- Migration 027: agent_variants table with single-active enforcement, variant_id column on agent_performance_log - API: full CRUD, clone from agent/variant, activate/deactivate, per-variant performance metrics and history endpoints - Services: extractor, event classifier, thesis rewriter all wired to AgentConfigResolver with variant override support - Frontend: variant list, comparison view, create/edit/clone forms, activate/delete actions on Agents page - Tests: API tests + 5 property-based tests (single-active invariant, clone preservation, config resolution, slug determinism, update idempotence) - Spec files for agent-variants feature
15 KiB
Requirements Document
Introduction
Add variant support to the existing AI agents system. Each agent (Document Intelligence Extractor, Global Event Classifier, Thesis Rewriter) can have multiple variants — different model, prompt, and parameter configurations — enabling A/B testing, model comparison, and iterative prompt engineering. Users can clone agents as variants, track per-variant performance, compare variants side-by-side, and swap which variant is the active one running in production for a given agent role.

▸ Data
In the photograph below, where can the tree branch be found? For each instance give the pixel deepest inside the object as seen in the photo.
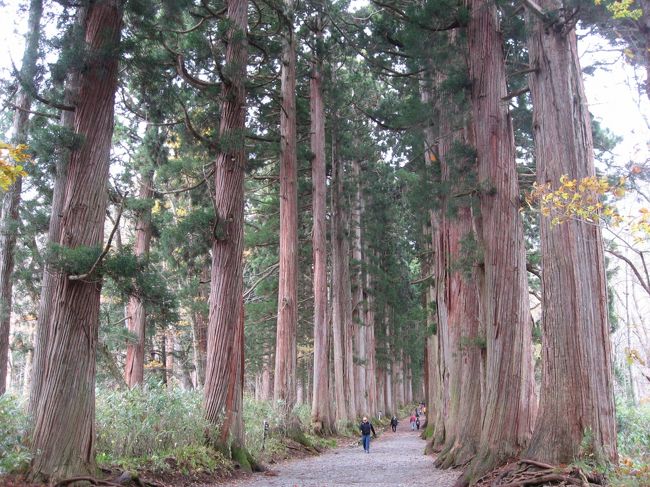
(104, 252)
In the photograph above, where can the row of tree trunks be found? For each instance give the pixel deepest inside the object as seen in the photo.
(64, 409)
(10, 201)
(223, 390)
(284, 388)
(576, 397)
(321, 413)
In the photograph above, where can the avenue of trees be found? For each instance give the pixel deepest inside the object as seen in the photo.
(309, 203)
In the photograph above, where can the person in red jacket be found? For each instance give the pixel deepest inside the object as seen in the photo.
(366, 428)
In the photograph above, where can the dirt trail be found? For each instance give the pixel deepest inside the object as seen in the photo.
(395, 460)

▸ What to produce
Summarize the agent-variants text above in two sentences.

▸ Task solution
The change lets each of the existing AI agents (the Document Intelligence Extractor, Global Event Classifier, and Thesis Rewriter) have multiple variants with different model, prompt, and parameter configurations, so users can clone agents as variants, compare them side by side, track per-variant performance, and choose which variant is active in production. It adds an agent_variants table that allows only one active variant, API endpoints for full CRUD, cloning, activation, and metrics, service wiring with variant overrides, frontend views and forms on the Agents page, and API tests plus five property-based tests.